A. Jihad; Sebagai Pendekatan Dakwah
Ibn Taymiyah (w. 728/1327) menafsirkan
jihad sebagai perang mempertahankan diri melawan kaum kafir apabila mereka
nyata-nyata mengancam Islam. Sedangkan terhadap orang-orang kafir yang tidak
menggangu dar Islam (wilayah damai),
menurut Ibn Taymiyah, tidak bisa dipaksa untuk memeluk Islam, karena “jika
orang kafir harus dibunuh apabila mereka tidak memeluk Islam, maka sesungguhnya
tindakan tersebut merupakan pemaksaan dalam agama.” Dan ini jelas bertentangan
dengan prinsip al-Qur’an Surat. al-Baqarah [2]; 256;
“Tidak
ada paksaan untuk (memasuki) agama (Islam); Sesungguhnya telah jelas jalan yang
benar daripada jalan yang sesat. karena itu Barangsiapa yang ingkar kepada
Thaghut dan beriman kepada Allah, Maka Sesungguhnya ia telah berpegang kepada
buhul tali yang Amat kuat yang tidak akan putus. dan Allah Maha mendengar lagi
Maha mengetahui.”

= Tugas =
Tuliskan setiap angka yang muncul dalam teks tentang jihad di atas, sesuai urutan kemunculannya.

= Entri data =
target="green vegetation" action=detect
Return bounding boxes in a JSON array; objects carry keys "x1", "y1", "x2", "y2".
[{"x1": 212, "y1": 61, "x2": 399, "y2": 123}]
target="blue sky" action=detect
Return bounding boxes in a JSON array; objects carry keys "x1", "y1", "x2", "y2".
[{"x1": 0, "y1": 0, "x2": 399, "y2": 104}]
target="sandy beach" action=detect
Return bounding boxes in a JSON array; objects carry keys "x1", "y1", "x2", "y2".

= Jawaban =
728, 1327, 2, 256